EXERCISE TASKS:
1. In the family history, rewrite the passage from "John’s Scottish great-grandparents, Matt" to "and influential post.", substituting "wagon driver" for "teamster".
2. Summarize the family history in two sentences.
3. Translate this sentence from the family history into Spanish: "He met and married Helen Brakke, who immigrated from Norway."

SELECTED EXCERPT:
John W. Lundin, Sr. on Lundin ranch.

John’s paternal great-grandfather, Andrew Lundin, immigrated from Sweden in the 1870s, and worked as a blacksmith in various mining camps before settling in Deadwood/Lead area of the Black Hills in Dakota Territory (now South Dakota). In the spring of 1877, Lundin was a member of a the first party of 50 men who walked from Fort Pierre to the Black Hills after the Sioux forces were defeated and the area opened for mining, times portrayed by the HBO series Deadwood, when Wild Bill Hickock and Calamity Jane lived there. He met and married Helen Brakke, who immigrated from Norway. Lundin became the head blacksmith at the Homestake Mine owned by George Hearst, and was later in charge of the repair shops for the Black Hills and Fort Pierre Railroad, a subsidiary of the Homestake Mining Company. He built the Lundin house in 1886, which is the oldest house on the Lead walking tour. John’s grandfather, John W. Lundin, Sr., was born and raised in Lead. Blacksmithing was a high end respected profession and was very important to the mining industry.

The tremendous strain to which stage couch and freight wagons were subject made a blacksmith shop in the diggings imperative…In those days, fabricated supplies were not available and practically everything used in or around the mine passed through the blacksmith’s forge.

Matt & Isabelle McFall & children, Bellevue, Idaho, 1888.

John’s Scottish great-grandparents, Matt and Isabelle Campbell McFall, met and married in the silver mining area of Eureka, Nevada in the 1870s. They moved to the Wood River Valley in Idaho in 1881, attracted by the silver boom. McFall built a high class hotel in Bellevue and became a successful businessman. Isabelle’s brother Neil Campbell followed them to Bellevue after working in Death Valley as a teamster and blacksmith, along with the rest of their family. Neil Campbell opened Bellevue’s first blacksmith shop, had the Valley’s first commercial apple orchard, operated a stagecoach line from Bellevue to Muldoon, owned several large farms, and the family owned 41 silver mines over the years. One of Neil’s sons was Blaine County Sheriff in the 1920s and 1930s, and another son was the elected Idaho Inspector of Mines in the same era, when that was an important and influential post.

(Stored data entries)
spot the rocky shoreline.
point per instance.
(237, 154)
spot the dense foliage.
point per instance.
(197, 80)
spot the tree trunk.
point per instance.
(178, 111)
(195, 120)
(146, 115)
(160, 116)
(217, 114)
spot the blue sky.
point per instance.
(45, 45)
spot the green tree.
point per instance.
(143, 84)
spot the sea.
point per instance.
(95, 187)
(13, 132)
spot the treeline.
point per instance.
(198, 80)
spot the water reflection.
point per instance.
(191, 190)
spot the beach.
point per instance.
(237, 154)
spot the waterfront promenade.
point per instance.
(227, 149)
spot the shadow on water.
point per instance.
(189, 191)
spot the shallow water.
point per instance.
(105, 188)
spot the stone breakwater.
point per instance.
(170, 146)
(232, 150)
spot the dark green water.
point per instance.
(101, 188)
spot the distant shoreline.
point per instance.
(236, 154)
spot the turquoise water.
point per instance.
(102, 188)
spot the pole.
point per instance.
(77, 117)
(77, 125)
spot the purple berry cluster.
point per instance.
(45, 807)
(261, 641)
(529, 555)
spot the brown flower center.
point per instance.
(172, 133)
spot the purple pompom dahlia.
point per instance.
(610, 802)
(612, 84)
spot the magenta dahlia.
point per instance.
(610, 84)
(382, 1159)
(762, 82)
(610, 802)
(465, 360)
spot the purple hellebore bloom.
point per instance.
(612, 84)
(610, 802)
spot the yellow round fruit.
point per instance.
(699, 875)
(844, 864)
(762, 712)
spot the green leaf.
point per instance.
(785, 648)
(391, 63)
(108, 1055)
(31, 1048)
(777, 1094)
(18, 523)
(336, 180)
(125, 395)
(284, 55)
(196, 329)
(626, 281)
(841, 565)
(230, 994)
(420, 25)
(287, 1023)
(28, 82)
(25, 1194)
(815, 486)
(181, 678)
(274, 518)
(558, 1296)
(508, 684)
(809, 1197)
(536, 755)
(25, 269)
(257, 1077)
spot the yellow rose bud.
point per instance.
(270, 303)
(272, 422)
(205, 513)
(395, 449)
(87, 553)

TASK-BY-TASK RESULTS:
1.
John’s Scottish great-grandparents, Matt and Isabelle Campbell McFall, met and married in the silver mining area of Eureka, Nevada in the 1870s. They moved to the Wood River Valley in Idaho in 1881, attracted by the silver boom. McFall built a high class hotel in Bellevue and became a successful businessman. Isabelle’s brother Neil Campbell followed them to Bellevue after working in Death Valley as a wagon driver and blacksmith, along with the rest of their family. Neil Campbell opened Bellevue’s first blacksmith shop, had the Valley’s first commercial apple orchard, operated a stagecoach line from Bellevue to Muldoon, owned several large farms, and the family owned 41 silver mines over the years. One of Neil’s sons was Blaine County Sheriff in the 1920s and 1930s, and another son was the elected Idaho Inspector of Mines in the same era, when that was an important and influential post.

2. John's great-grandfather Andrew Lundin, an immigrant from Sweden, settled in the Deadwood/Lead area of the Black Hills, became head blacksmith at the Homestake Mine, and built the Lundin house in 1886. His Scottish great-grandparents Matt and Isabelle Campbell McFall moved to Idaho's Wood River Valley in 1881, where McFall built a hotel in Bellevue and Isabelle's brother Neil Campbell opened Bellevue's first blacksmith shop and later ran an orchard, a stagecoach line and several farms.

3. Conoció a Helen Brakke, que había inmigrado desde Noruega, y se casó con ella.